┌─ DATA LINES

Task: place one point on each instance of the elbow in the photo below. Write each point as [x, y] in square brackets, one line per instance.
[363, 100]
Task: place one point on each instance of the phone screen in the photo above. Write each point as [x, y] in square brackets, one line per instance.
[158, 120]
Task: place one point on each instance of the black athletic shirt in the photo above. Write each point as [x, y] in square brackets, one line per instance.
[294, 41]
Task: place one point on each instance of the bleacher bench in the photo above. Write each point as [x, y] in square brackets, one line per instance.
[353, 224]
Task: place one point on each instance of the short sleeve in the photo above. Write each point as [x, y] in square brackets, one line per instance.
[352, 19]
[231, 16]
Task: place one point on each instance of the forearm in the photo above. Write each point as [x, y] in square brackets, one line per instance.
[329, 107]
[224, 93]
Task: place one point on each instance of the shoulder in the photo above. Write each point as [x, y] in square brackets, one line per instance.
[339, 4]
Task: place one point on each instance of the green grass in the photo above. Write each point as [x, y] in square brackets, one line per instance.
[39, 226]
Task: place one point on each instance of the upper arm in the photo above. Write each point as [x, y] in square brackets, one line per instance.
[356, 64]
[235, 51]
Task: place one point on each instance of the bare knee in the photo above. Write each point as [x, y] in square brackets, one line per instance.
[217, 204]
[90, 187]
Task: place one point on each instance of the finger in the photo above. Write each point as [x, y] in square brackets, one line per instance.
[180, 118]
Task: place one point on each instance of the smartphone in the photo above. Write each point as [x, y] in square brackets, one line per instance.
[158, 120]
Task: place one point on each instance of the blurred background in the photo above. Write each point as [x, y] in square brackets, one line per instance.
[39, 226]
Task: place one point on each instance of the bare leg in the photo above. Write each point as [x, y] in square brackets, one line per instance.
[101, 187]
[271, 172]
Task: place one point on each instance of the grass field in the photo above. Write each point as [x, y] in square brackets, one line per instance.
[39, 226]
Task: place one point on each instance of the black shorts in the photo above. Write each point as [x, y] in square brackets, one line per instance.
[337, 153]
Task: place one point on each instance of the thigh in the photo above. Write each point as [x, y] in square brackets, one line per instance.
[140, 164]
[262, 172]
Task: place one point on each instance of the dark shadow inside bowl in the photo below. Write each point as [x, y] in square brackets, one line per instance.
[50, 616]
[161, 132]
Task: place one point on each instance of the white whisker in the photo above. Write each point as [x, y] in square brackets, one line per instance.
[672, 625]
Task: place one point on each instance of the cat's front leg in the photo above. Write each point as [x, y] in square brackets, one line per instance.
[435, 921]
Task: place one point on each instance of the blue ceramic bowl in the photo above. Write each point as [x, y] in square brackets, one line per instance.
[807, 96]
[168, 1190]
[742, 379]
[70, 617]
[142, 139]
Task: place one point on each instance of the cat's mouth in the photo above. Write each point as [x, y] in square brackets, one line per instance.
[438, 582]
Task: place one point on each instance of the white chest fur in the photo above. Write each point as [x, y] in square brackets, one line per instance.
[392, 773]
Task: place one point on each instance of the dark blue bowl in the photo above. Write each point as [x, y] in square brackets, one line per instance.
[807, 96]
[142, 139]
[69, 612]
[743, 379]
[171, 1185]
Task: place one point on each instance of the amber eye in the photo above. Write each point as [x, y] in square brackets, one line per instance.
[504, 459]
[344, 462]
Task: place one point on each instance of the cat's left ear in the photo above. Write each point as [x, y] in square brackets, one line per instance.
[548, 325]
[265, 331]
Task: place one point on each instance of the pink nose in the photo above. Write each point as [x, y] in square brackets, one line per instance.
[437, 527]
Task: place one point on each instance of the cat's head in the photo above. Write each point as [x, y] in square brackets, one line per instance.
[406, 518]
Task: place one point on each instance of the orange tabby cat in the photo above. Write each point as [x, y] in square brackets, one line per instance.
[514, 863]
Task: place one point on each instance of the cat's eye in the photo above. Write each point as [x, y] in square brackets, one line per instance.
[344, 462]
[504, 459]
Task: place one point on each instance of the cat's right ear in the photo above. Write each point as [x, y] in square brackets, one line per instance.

└─

# WHAT TO WORK ON
Each record above must be given again exactly.

# THE RESPONSE
Task: place one point on each instance of the elbow in the photo below. Write each point as [x, y] in square brackets, one line per instance.
[363, 100]
Task: place one point on each instance of the phone screen in the photo above. Write each point as [x, y] in square brackets, one line per instance.
[158, 120]
Task: place one point on each instance of the black athletic shirt in the photo above. Write each point as [x, y] in square brackets, one line per instance.
[294, 41]
Task: place one point on each instance of the bleacher bench in the photo above. Write each point as [x, y] in square brackets, one line per instance.
[353, 224]
Task: place one point on each instance of the short sleeve in the photo above. Write each point as [x, y] in square brackets, one line per instance.
[352, 19]
[231, 16]
Task: place one point on each instance of the forearm in the photo above. Write each point as [x, y] in square brackets, one line per instance.
[329, 107]
[224, 93]
Task: place one point on each instance of the shoulder in the photo above. Write each point as [x, y] in square brackets, one line per instance.
[339, 4]
Task: place one point on each instance of the green grass in the photo above. Write each point as [x, y] in square brackets, one line per instance.
[39, 226]
Task: place one point on each instance of the upper arm in the photo above. Write each point as [x, y] in square brackets, one line per instance.
[356, 64]
[235, 51]
Task: place one point on each instance of the bare knee in the photo above. Write each point as [x, y] in square brackets, one line per instance.
[217, 204]
[90, 187]
Task: place one point on each instance of the finger in the photo above. Write each point as [x, y] in square brackets, one line per instance.
[180, 118]
Task: place one point on each instance of the smartphone in the photo above. Write each point as [x, y] in square brackets, one line per instance.
[158, 120]
Task: place one point on each instance of the blurred background in the photo above. Write each point as [x, y] in square brackets, one line per instance.
[39, 226]
Task: place one point on each instance of the bare leg in the photo above. Write each point as [x, y] in square brackets, one line per instance.
[101, 187]
[271, 172]
Task: place one point on each instance of the grass field in the photo above. Write each point as [x, y] in square brackets, one line per instance.
[39, 226]
Task: place one point on each instance of the black shorts in the photo above. Write each point as [x, y] in square brackets, one line per instance.
[337, 153]
Task: place one point on each instance of the thigh in the photo above. Write each point as [x, y] in square brackets, one line per instance.
[140, 164]
[262, 172]
Task: place one point on each instance of the dark shadow inside bowl in the photo below. Write each point as [x, y] in square brackets, one line per instance.
[50, 616]
[161, 132]
Task: place one point on each instance of the white whisker in the photo above. Write each point as [x, y] in square brackets, one line per instance.
[672, 625]
Task: place one point on each instance of the cat's front leg in the photo above. Write each point as [x, y] in square brackets, one line per instance.
[435, 921]
Task: place one point on each instance of the blue ceramic bowl in the photo above. Write each point as [x, y] in square brackets, one line per instance.
[807, 96]
[168, 1190]
[742, 379]
[70, 617]
[142, 139]
Task: place one point on each instance of the cat's mouth in the photo above. Write each point as [x, y] in square brackets, one line per instance.
[438, 582]
Task: place one point on each instance of the white chest fur in the photo above. Write each point as [x, y] in square brackets, one line per instance.
[392, 773]
Task: place one point on each instance of the dark blue bowl in the photo above. Write each point as [x, y] in square brackets, one line per instance.
[807, 96]
[142, 139]
[69, 612]
[743, 379]
[171, 1185]
Task: place one point on each instance of the amber eye in the photo above. Write each point as [x, y] in square brackets, one line per instance.
[504, 459]
[344, 462]
Task: place one point on each instance of the cat's left ear in the photo above. Write each point as [x, y] in square brackets, one line per instance.
[548, 325]
[265, 331]
Task: place one point on each instance of the pink nose in the photo above. Write each point as [x, y] in square brackets, one line per instance.
[437, 527]
Task: place one point on each instance of the cat's head in the photo above. Write each point as [x, y] in square brackets, one line per instance.
[406, 518]
Task: place one point on each instance of the orange tabby cat in the photo above. Write each point as [x, y] in square brackets, one line per instance.
[514, 863]
Task: place one point on each instance of the cat's eye in the photo above. Write each point as [x, y] in square brackets, one line per instance.
[344, 462]
[504, 459]
Task: place one point on each instance of the cat's right ear in the photo above. Write each point as [x, y] in square brackets, one line per instance.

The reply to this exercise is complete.